> [PAGE EXCERPT]

◆ ◆ ◆

“Can anything be more disgusting than to hear people called 'educated' making small jokes about eating ham, and showing themselves empty of any real knowledge as to the relation of their own social and religious life to the history of the people they think themselves witty in insulting? [...] The best thing that can be said of it is, that it is a sign of the intellectual narrowness—in plain English, the stupidity which is still the average mark of our culture.”
“The intensity of her religious disposition, the coercion it exercised over her life, was but one aspect of a nature altogether ardent, theoretic, and intellectually consequent: and with such a nature struggling in the bands of a narrow teaching, hemmed in by a social life which seemed nothing but a labyrinth of petty courses, a walled-in maze of small paths that led no whither, the outcome was sure to strike others as at once exaggeration and inconsistency. The thing which seemed to her best, she wanted to justify by the completest knowledge; and not to live in a pretended admission of rules which were never acted on. Into this soul-hunger as yet all her youthful passion was poured; the union which attracted her was one that would deliver her from her girlish subjection to her own ignorance, and give her the freedom of voluntary submission to a guide who would take her along the grandest path.”
“After all, people may really have in them some vocation which is not quite plain to themselves, may they not? They may seem idle and weak because they are growing. We should be very patient with each other, I think.”
“Could there be a slenderer, more insignificant thread in human history than this consciousness of a girl, busy with her small inferences of the way in which she could make her life pleasant?”
“Pride only helps us to be generous; it never makes us so, any more than vanity makes us witty.”
“I fear that in this thing many rich people deceive themselves. They go on accumulating the means but never using them; making bricks, but never building.”
“Do you think that the things people make fools of themselves about are any less real and true than the things they behave sensibly about? They are more true: they are the only things that are true.”

◆ ◆ ◆

> [Saved data entries]
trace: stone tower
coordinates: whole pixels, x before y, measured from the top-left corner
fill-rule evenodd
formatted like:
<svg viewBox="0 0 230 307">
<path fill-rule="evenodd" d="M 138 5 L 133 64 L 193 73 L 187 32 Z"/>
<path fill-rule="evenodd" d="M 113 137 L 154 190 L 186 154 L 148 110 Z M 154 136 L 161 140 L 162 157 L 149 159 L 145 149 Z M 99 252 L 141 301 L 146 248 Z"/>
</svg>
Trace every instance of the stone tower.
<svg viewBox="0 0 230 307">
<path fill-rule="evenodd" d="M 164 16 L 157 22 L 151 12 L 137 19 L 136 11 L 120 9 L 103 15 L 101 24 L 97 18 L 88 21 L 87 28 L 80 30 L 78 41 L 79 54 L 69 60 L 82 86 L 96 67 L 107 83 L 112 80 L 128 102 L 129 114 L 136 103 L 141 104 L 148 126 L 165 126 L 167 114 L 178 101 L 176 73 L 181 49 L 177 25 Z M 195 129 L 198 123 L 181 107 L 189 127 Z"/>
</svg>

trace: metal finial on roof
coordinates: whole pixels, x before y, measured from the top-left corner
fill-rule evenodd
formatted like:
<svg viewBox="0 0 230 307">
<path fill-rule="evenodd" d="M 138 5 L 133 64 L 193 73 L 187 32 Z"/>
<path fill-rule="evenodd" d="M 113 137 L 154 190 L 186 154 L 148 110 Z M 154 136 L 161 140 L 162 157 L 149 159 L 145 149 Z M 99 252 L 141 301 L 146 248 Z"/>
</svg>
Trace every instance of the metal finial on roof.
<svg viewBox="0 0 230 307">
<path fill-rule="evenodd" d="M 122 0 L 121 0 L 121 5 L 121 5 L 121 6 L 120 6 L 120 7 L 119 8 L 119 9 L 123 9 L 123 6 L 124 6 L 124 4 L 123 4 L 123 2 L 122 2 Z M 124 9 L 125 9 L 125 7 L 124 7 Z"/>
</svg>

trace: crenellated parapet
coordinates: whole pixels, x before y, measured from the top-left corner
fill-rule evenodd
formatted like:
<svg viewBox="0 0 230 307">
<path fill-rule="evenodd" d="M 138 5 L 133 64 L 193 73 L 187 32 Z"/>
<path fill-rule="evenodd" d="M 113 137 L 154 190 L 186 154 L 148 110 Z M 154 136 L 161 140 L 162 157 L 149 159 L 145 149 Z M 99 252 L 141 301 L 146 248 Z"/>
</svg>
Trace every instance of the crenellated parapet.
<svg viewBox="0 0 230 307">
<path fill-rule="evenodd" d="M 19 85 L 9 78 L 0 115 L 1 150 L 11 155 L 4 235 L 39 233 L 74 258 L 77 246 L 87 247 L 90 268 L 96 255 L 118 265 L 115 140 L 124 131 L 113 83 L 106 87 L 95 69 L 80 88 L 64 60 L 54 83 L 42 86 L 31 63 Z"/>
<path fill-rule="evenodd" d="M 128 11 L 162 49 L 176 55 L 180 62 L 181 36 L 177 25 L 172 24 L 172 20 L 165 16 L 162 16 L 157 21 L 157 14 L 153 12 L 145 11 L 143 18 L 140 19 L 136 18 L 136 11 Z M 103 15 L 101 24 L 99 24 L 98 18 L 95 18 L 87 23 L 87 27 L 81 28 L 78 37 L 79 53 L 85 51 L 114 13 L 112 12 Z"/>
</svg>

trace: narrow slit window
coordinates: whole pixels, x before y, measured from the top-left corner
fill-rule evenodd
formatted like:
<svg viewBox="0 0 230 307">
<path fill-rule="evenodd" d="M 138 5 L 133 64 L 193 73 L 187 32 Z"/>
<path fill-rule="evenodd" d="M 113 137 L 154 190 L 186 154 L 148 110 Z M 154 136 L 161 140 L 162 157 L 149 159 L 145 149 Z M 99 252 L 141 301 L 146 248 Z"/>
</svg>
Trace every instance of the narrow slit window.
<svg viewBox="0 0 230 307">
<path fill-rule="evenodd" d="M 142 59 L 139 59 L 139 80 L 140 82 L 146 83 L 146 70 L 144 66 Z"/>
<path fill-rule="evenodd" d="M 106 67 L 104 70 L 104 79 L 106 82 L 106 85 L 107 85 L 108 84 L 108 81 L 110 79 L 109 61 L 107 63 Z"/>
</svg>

◆ ◆ ◆

Reproduce the collection of quotations word for word, from the first line to the last.

“Can anything be more disgusting than to hear people called 'educated' making small jokes about eating ham, and showing themselves empty of any real knowledge as to the relation of their own social and religious life to the history of the people they think themselves witty in insulting? [...] The best thing that can be said of it is, that it is a sign of the intellectual narrowness—in plain English, the stupidity which is still the average mark of our culture.”
“The intensity of her religious disposition, the coercion it exercised over her life, was but one aspect of a nature altogether ardent, theoretic, and intellectually consequent: and with such a nature struggling in the bands of a narrow teaching, hemmed in by a social life which seemed nothing but a labyrinth of petty courses, a walled-in maze of small paths that led no whither, the outcome was sure to strike others as at once exaggeration and inconsistency. The thing which seemed to her best, she wanted to justify by the completest knowledge; and not to live in a pretended admission of rules which were never acted on. Into this soul-hunger as yet all her youthful passion was poured; the union which attracted her was one that would deliver her from her girlish subjection to her own ignorance, and give her the freedom of voluntary submission to a guide who would take her along the grandest path.”
“After all, people may really have in them some vocation which is not quite plain to themselves, may they not? They may seem idle and weak because they are growing. We should be very patient with each other, I think.”
“Could there be a slenderer, more insignificant thread in human history than this consciousness of a girl, busy with her small inferences of the way in which she could make her life pleasant?”
“Pride only helps us to be generous; it never makes us so, any more than vanity makes us witty.”
“I fear that in this thing many rich people deceive themselves. They go on accumulating the means but never using them; making bricks, but never building.”
“Do you think that the things people make fools of themselves about are any less real and true than the things they behave sensibly about? They are more true: they are the only things that are true.”